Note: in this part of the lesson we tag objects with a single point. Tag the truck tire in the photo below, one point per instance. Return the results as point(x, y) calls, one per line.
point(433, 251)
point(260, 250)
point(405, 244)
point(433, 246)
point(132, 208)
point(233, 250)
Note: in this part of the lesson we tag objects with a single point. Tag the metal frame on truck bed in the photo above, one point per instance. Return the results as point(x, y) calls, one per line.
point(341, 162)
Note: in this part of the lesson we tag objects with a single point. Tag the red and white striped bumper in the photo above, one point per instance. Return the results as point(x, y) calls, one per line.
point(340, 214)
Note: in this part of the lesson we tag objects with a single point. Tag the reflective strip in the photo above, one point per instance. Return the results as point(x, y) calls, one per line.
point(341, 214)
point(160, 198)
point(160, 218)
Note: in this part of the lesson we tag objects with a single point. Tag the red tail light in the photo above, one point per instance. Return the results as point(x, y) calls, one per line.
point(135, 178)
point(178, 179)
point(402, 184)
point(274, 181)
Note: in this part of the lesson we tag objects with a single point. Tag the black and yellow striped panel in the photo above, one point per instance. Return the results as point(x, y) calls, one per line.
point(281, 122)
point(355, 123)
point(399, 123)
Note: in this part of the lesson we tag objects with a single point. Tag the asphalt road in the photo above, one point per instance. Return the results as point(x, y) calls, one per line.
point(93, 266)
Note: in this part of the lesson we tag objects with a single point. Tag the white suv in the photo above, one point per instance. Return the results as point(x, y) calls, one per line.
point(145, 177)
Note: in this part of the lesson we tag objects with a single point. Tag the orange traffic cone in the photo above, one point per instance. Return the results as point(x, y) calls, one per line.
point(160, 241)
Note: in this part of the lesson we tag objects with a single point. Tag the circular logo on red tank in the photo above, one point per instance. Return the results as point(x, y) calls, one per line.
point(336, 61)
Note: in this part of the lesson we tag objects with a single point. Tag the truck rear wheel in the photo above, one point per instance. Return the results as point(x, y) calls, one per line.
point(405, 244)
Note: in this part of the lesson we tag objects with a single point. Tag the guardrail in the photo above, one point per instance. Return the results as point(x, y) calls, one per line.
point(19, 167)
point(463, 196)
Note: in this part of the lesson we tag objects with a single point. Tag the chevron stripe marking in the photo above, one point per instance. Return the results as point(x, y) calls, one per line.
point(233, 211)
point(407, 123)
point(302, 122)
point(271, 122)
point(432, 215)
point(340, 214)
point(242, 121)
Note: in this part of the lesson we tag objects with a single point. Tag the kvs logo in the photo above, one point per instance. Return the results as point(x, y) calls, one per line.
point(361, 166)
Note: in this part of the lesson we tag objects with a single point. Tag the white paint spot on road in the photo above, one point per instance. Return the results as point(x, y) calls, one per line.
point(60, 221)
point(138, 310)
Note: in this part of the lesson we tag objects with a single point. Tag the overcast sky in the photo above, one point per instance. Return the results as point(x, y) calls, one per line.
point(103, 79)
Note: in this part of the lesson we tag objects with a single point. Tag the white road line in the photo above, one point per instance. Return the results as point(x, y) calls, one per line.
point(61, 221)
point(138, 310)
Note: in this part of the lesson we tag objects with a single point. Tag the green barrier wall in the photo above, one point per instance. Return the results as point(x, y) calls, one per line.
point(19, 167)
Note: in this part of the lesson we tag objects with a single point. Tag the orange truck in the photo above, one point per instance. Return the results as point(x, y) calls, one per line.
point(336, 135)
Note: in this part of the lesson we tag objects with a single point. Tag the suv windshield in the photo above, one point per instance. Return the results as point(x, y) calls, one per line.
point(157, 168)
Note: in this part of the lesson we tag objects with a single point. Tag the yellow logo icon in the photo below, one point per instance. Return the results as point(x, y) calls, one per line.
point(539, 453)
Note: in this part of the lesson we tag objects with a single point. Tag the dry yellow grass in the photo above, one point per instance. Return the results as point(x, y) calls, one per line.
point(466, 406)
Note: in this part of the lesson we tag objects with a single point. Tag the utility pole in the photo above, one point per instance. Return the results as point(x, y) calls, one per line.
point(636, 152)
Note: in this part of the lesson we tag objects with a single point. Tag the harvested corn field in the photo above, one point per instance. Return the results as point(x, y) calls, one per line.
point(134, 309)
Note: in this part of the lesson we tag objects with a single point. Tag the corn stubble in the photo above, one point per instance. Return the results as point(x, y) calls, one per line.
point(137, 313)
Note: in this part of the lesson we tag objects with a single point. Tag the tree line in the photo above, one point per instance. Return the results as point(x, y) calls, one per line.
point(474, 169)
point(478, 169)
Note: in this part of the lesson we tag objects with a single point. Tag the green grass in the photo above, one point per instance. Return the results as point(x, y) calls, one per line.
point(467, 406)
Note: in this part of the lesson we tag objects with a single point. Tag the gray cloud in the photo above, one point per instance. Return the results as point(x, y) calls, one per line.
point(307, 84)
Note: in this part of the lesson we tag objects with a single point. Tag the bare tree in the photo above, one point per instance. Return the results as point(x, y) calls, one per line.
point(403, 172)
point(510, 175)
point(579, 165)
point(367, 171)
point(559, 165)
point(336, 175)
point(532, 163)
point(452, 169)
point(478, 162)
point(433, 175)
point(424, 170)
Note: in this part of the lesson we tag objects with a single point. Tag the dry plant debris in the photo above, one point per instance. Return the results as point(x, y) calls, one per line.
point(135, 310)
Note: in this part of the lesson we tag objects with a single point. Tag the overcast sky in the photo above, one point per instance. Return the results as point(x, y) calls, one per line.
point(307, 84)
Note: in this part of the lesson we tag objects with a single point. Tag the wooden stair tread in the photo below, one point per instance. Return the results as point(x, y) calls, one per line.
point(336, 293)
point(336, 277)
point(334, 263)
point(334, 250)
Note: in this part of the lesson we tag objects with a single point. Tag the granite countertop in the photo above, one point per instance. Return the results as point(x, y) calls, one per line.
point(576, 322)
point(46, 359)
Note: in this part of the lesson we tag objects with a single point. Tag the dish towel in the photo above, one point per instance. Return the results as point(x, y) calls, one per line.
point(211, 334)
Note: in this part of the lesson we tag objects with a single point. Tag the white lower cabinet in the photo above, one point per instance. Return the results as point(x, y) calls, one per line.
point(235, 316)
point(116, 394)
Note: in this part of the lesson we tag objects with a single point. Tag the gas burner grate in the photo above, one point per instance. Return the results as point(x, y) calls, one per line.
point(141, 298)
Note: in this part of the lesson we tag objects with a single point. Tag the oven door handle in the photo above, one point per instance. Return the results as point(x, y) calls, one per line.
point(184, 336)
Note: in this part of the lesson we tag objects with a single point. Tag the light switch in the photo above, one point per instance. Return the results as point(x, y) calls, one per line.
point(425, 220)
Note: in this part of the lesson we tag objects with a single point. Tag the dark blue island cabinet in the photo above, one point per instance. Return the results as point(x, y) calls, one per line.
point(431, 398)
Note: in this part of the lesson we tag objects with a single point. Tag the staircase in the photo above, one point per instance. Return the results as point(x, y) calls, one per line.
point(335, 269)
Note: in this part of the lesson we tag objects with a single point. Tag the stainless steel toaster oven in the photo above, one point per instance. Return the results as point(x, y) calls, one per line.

- **Work to be completed**
Once more, print every line of the material exactly.

- **Solution for this problem**
Note: in this part of the lesson we tag objects with a single point. Tag the truck tire in the photo below, one point per instance. Return the results as point(x, y) calls, one per line.
point(433, 251)
point(260, 250)
point(405, 244)
point(433, 246)
point(132, 208)
point(233, 250)
Note: in this part of the lesson we tag objects with a single point. Tag the metal frame on truck bed in the photo above, one point per instance. Return the results as point(x, y) calls, one per line.
point(341, 162)
Note: in this part of the lesson we tag objects with a single point. Tag the red and white striped bumper in the photo above, one point per instance. Return the results as point(x, y) calls, one per line.
point(340, 214)
Note: in this part of the lesson we tag objects with a single point. Tag the reflective strip in the photo above, one point per instance. Return the results as point(x, y) calls, one per line.
point(341, 214)
point(160, 198)
point(160, 218)
Note: in this part of the lesson we tag objects with a single point. Tag the red tail light in the photo above, one point per instance. Return the results as point(x, y) calls, one per line.
point(135, 178)
point(178, 179)
point(402, 184)
point(274, 181)
Note: in this part of the lesson we tag objects with a single point. Tag the black and yellow striped panel in the photo above, one point per instance. Return the results as point(x, y) calls, one per line.
point(281, 122)
point(355, 123)
point(399, 123)
Note: in this part of the lesson we tag objects with a single point. Tag the asphalt road in the photo above, one point per instance. Return the results as point(x, y) calls, one per line.
point(93, 266)
Note: in this part of the lesson we tag objects with a single point. Tag the white suv in the photo above, one point per instance. Return the results as point(x, y) calls, one per line.
point(145, 177)
Note: in this part of the lesson we tag objects with a single point. Tag the orange traffic cone in the photo above, one point per instance. Return the results as point(x, y) calls, one per line.
point(160, 241)
Note: in this part of the lesson we tag objects with a single point. Tag the circular logo on red tank in the photo above, one point per instance. Return the results as point(x, y) calls, one per line.
point(336, 61)
Note: in this part of the lesson we tag objects with a single point. Tag the truck rear wheel in the photo above, one point per instance. Return the results as point(x, y) calls, one per line.
point(405, 244)
Note: in this part of the lesson we tag objects with a single point. Tag the guardrail in the photo above, one point per instance. Return the results as point(x, y) calls, one per line.
point(19, 167)
point(463, 196)
Note: in this part of the lesson we tag objects with a single point. Tag the chevron stripe marking in the photo above, one point per instance. Return the results as point(x, y) calls, one per line.
point(233, 211)
point(407, 123)
point(302, 122)
point(271, 122)
point(432, 215)
point(340, 214)
point(242, 121)
Note: in this part of the lesson we tag objects with a single point. Tag the kvs logo in the photo above, one point per instance. Return the results as point(x, y) calls, one per line.
point(361, 166)
Note: in this part of the lesson we tag objects with a single point. Tag the white paint spot on road in the photo above, one point per instance. Return the results as point(x, y) calls, one per line.
point(60, 221)
point(138, 310)
Note: in this part of the lesson we tag objects with a single point. Tag the overcast sky in the photo above, one point per instance. Return the results as point(x, y) calls, one per line.
point(103, 79)
Note: in this part of the lesson we tag objects with a single point. Tag the white road line in the photo above, one point per instance. Return the results as point(x, y) calls, one per line.
point(61, 221)
point(138, 310)
Note: in this part of the lesson we tag objects with a single point. Tag the green barrier wall in the photo above, one point per instance. Return the results as point(x, y) calls, one per line.
point(19, 167)
Note: in this part of the lesson we tag objects with a single point. Tag the orange truck in the photo above, one point per instance. Return the results as point(x, y) calls, one per line.
point(336, 135)
Note: in this part of the lesson we tag objects with a single point. Tag the suv windshield in the photo above, one point per instance. Return the results as point(x, y) calls, one per line.
point(157, 168)
Note: in this part of the lesson we tag objects with a single point. Tag the yellow logo icon in the photo below, one point per instance. Return the results as point(x, y) calls, one per line.
point(539, 453)
Note: in this part of the lesson we tag objects with a single point. Tag the dry yellow grass in the photo above, one point per instance. Return the results as point(x, y) calls, one per line.
point(466, 406)
Note: in this part of the lesson we tag objects with a single point. Tag the utility pole in the photo above, one point per instance. Return the results as point(x, y) calls, one per line.
point(636, 152)
Note: in this part of the lesson we tag objects with a single point. Tag the harvested corn field in the photo above, one point per instance. Return the results as point(x, y) calls, one per line.
point(134, 309)
Note: in this part of the lesson we tag objects with a single point. Tag the corn stubble in the photo above, one point per instance. Return the results as point(x, y) calls, one per line.
point(137, 313)
Note: in this part of the lesson we tag objects with a single point. Tag the tree line in the photo above, one point per instance. Return the results as point(x, y) calls, one per line.
point(474, 169)
point(478, 169)
Note: in this part of the lesson we tag objects with a single point. Tag the green grass in the photo above, one point per instance. Return the results as point(x, y) calls, one per line.
point(467, 406)
Note: in this part of the lesson we tag objects with a single point. Tag the gray cloud in the photo above, one point per instance. Return the results as point(x, y) calls, one per line.
point(307, 84)
Note: in this part of the lesson we tag objects with a single point. Tag the bare tree in the photo above, one point per instance. Return the results as point(x, y) calls, one per line.
point(403, 172)
point(510, 175)
point(579, 165)
point(367, 171)
point(559, 165)
point(336, 175)
point(532, 163)
point(452, 169)
point(478, 162)
point(433, 175)
point(424, 170)
Note: in this part of the lesson we tag objects with a single point. Tag the dry plant debris in the photo above, one point per instance. Return the results as point(x, y) calls, one per line.
point(135, 310)
Note: in this part of the lesson we tag objects with a single point. Tag the overcast sky in the photo above, one point per instance. Return the results as point(x, y) calls, one per line.
point(307, 84)
Note: in this part of the lesson we tag objects with a single point. Tag the wooden stair tread in the photo below, one point per instance. Return the results as point(x, y) calls, one per line.
point(336, 293)
point(336, 277)
point(334, 263)
point(334, 250)
Note: in this part of the lesson we tag objects with a single point. Tag the granite countertop in the photo above, one point per instance. Return the results as point(x, y) calls, one per line.
point(576, 322)
point(46, 359)
Note: in this part of the lesson we tag objects with a single point. Tag the dish towel in the photo above, one point per instance. Return the results as point(x, y) calls, one per line.
point(211, 334)
Note: in this part of the lesson we tag objects with a single point. Tag the white lower cabinet in the photo above, one point per instance. Return the results as point(x, y) calls, one per line.
point(235, 316)
point(116, 394)
Note: in this part of the lesson we tag objects with a single point. Tag the gas burner grate in the photo above, one point per instance. Return the results as point(x, y) calls, one per line.
point(141, 298)
Note: in this part of the lesson we tag objects with a single point. Tag the oven door handle in the photo above, one point per instance. Return the results as point(x, y) calls, one per line.
point(184, 336)
Note: in this part of the lesson we tag objects with a single point. Tag the light switch in the photo above, one point per instance. Return the results as point(x, y) calls, one per line.
point(425, 220)
Note: in this part of the lesson we tag objects with a single point. Tag the dark blue island cabinet in the photo above, one point per instance. Return the results as point(x, y) calls, one per line.
point(431, 398)
Note: in this part of the lesson we tag objects with a single point. Tag the staircase in the photo above, one point per instance. Return the results as point(x, y) calls, one per line.
point(335, 269)
Note: in this part of the lesson we tag objects with a single point. Tag the stainless steel toaster oven in the photo above, one point per instance. Return the results as point(x, y) calls, one per line.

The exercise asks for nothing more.